DATA SUPPLIED:
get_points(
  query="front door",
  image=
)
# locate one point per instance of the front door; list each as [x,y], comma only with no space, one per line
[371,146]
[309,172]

EXERCISE: Rewrite the records above, substituting "entrance" for every occurrence of "front door" and keeping everything else the same.

RESULT OF THIS EXERCISE:
get_points(
  query="entrance",
  image=
)
# locate one point per instance of the entrance; list each as [x,y], comma only with no space, one per line
[371,146]
[309,172]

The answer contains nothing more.